### Dataset excerpts
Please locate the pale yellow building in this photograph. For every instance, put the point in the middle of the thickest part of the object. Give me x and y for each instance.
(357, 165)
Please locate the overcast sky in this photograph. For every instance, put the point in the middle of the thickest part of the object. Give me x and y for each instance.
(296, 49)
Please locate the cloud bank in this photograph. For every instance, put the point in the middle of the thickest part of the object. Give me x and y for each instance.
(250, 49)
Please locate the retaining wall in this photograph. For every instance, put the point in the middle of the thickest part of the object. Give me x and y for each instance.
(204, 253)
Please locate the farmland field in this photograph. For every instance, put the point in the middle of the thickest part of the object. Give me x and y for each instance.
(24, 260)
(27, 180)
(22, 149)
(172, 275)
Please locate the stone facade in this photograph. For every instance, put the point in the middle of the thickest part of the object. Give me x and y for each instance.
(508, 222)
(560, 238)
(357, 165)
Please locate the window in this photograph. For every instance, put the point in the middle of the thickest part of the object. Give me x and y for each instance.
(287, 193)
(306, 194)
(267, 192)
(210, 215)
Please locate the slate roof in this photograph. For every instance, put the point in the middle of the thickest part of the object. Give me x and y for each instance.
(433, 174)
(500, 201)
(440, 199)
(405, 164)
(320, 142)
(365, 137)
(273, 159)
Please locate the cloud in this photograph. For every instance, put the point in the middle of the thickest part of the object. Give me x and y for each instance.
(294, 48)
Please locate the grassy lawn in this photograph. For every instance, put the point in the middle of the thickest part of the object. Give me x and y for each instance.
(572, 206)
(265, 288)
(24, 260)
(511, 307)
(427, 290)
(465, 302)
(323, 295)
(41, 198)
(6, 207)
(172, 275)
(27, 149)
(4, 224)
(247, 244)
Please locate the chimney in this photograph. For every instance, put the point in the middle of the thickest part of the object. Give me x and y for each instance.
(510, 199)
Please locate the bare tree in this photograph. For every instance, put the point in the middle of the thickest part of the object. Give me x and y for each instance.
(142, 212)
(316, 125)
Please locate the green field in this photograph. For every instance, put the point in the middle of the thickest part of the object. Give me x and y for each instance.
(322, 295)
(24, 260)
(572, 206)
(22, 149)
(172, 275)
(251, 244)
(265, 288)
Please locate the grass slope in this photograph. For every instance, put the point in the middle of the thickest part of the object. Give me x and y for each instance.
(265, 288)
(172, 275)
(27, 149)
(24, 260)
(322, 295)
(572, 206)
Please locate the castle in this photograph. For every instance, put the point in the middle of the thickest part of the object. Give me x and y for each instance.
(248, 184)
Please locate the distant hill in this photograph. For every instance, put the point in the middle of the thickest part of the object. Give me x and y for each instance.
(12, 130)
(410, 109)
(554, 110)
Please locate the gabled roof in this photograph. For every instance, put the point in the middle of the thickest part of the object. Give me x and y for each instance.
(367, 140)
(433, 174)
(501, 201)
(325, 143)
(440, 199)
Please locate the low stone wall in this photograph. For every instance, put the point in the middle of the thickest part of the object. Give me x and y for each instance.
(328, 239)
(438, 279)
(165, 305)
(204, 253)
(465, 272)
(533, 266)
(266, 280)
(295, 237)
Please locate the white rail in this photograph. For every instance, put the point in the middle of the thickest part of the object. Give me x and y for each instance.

---

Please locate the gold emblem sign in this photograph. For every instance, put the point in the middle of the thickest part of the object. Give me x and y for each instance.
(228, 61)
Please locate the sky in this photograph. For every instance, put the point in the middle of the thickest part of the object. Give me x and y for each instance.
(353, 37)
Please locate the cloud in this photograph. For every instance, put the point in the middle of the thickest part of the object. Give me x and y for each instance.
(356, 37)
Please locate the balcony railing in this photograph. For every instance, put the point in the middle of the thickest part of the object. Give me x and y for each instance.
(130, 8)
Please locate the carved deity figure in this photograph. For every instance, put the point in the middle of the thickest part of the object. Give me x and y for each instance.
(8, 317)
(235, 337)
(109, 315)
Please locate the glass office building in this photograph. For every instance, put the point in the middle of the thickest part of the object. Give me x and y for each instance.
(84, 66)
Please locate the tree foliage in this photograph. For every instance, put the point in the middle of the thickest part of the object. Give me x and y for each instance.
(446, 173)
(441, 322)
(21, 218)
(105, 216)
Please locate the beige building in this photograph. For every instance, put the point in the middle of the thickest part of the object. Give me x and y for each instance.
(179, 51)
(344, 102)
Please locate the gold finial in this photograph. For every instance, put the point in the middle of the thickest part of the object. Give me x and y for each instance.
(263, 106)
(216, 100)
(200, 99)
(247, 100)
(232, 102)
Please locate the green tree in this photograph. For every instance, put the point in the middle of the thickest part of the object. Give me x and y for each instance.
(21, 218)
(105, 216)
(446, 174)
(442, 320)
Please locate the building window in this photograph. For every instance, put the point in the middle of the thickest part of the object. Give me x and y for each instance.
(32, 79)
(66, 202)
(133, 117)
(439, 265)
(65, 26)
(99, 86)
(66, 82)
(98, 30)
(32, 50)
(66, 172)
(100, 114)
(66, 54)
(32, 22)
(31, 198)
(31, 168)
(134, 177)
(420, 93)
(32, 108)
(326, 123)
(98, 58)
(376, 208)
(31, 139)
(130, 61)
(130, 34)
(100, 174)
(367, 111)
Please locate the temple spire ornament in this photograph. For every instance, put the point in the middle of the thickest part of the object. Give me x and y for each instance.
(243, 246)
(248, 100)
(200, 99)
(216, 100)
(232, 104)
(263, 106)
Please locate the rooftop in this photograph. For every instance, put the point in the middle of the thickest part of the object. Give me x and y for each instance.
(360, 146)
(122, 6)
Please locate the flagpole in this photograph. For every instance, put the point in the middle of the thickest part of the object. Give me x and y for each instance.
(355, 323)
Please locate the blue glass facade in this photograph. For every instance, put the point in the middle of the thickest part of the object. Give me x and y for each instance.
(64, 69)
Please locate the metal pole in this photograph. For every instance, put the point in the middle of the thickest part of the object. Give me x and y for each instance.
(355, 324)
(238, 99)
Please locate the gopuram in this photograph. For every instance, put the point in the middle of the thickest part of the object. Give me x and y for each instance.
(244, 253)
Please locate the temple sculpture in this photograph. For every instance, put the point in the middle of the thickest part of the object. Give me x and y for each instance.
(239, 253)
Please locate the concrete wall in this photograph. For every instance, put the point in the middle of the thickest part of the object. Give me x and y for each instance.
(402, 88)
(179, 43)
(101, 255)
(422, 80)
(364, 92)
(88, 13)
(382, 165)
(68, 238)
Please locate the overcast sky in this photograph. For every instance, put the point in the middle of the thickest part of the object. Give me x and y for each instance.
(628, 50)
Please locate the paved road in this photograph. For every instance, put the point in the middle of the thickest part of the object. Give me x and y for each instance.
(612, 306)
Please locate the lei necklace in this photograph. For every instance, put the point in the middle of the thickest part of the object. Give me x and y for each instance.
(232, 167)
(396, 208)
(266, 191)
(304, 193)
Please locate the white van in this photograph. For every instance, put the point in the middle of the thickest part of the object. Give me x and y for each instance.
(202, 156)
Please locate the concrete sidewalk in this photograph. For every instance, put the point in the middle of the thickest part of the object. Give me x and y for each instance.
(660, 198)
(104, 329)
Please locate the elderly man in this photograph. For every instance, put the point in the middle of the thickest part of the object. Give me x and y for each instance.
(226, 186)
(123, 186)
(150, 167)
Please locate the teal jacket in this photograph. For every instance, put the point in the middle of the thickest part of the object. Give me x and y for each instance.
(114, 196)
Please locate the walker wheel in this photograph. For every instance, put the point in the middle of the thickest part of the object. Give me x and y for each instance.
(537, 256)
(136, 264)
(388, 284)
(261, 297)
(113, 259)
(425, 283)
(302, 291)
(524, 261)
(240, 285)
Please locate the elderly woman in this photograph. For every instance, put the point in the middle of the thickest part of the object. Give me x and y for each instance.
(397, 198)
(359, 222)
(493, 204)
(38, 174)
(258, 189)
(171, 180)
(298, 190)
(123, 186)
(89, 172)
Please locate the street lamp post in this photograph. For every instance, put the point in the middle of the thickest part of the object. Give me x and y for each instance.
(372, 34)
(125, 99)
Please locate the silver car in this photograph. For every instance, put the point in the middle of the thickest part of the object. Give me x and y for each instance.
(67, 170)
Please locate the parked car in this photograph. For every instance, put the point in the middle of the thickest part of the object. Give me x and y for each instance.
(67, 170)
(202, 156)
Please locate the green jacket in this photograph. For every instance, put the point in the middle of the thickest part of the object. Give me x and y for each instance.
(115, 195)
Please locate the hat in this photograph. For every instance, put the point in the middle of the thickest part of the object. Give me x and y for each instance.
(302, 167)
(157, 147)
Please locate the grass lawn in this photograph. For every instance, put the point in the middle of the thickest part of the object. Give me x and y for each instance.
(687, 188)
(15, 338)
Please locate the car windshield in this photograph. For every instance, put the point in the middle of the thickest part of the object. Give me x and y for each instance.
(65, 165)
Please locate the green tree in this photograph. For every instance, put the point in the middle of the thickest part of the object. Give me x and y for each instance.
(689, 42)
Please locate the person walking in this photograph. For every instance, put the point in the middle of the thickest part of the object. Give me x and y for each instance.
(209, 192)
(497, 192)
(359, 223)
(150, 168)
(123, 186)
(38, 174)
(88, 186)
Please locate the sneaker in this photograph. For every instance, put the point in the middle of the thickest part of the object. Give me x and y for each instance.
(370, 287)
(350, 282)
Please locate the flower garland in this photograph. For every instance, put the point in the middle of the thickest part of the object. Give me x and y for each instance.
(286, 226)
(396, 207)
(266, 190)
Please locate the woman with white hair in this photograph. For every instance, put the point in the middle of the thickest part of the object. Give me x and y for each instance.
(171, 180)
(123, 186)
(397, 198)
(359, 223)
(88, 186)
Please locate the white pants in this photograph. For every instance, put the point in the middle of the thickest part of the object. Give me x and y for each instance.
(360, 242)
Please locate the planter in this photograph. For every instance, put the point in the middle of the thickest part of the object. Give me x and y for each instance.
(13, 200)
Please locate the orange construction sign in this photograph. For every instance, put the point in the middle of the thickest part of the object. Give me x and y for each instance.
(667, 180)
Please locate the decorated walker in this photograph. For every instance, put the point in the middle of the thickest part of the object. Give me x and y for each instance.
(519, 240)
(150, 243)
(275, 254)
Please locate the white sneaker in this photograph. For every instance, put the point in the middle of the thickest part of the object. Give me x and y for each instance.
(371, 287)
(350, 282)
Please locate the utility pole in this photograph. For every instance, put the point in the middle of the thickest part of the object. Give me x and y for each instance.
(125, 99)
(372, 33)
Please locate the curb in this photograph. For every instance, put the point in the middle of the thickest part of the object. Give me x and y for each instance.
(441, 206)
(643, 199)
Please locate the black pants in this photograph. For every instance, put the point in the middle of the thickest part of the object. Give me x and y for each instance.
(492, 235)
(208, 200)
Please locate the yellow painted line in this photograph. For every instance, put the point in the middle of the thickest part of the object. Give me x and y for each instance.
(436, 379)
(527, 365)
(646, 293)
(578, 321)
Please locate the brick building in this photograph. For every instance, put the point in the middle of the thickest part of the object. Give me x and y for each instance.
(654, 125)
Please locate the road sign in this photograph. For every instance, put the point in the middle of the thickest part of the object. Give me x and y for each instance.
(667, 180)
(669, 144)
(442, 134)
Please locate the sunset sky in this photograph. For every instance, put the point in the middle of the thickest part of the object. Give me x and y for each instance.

### Task
Extract from the data above every line that contains the word "temple".

### Final result
Please locate the temple spire ornament in this photograph. For every instance, put the point in the middle of the thickest part of the object. Give me x and y for each instance.
Please locate the temple sculpture in this photograph. For every instance, put the point in the middle of the thickest part of the object. Give me x and y for each instance.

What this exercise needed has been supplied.